>> START EXTRACTED DATA
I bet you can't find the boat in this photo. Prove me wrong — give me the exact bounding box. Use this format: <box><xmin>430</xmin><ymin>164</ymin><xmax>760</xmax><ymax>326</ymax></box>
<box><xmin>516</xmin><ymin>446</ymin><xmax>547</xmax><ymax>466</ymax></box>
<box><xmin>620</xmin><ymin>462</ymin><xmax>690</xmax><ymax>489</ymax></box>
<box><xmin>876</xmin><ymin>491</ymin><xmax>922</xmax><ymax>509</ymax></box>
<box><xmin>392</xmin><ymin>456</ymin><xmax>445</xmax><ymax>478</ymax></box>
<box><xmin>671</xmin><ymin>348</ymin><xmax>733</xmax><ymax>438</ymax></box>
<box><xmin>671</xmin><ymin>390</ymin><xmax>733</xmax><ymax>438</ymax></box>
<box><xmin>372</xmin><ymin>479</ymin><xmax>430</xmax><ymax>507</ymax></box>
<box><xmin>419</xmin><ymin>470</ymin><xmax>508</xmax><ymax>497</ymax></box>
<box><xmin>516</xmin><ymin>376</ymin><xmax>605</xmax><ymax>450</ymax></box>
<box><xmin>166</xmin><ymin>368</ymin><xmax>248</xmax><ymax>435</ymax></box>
>> END EXTRACTED DATA
TO BE DONE: Rewrite all of the rows above, including the request, and multiply every bounding-box coordinate in the answers by 1.75, rounding to whole numbers with halves rounded up. Keep the numbers in the request and its format sample as they are.

EXERCISE ANSWER:
I bet you can't find the boat in this photo. Prove me wrong — give me the exact bounding box. Use this format: <box><xmin>430</xmin><ymin>164</ymin><xmax>760</xmax><ymax>326</ymax></box>
<box><xmin>903</xmin><ymin>781</ymin><xmax>957</xmax><ymax>816</ymax></box>
<box><xmin>1085</xmin><ymin>809</ymin><xmax>1208</xmax><ymax>856</ymax></box>
<box><xmin>1533</xmin><ymin>859</ymin><xmax>1614</xmax><ymax>891</ymax></box>
<box><xmin>686</xmin><ymin>798</ymin><xmax>779</xmax><ymax>837</ymax></box>
<box><xmin>1174</xmin><ymin>609</ymin><xmax>1283</xmax><ymax>767</ymax></box>
<box><xmin>1174</xmin><ymin>683</ymin><xmax>1283</xmax><ymax>767</ymax></box>
<box><xmin>651</xmin><ymin>838</ymin><xmax>753</xmax><ymax>887</ymax></box>
<box><xmin>733</xmin><ymin>823</ymin><xmax>889</xmax><ymax>870</ymax></box>
<box><xmin>903</xmin><ymin>658</ymin><xmax>1059</xmax><ymax>788</ymax></box>
<box><xmin>291</xmin><ymin>644</ymin><xmax>434</xmax><ymax>761</ymax></box>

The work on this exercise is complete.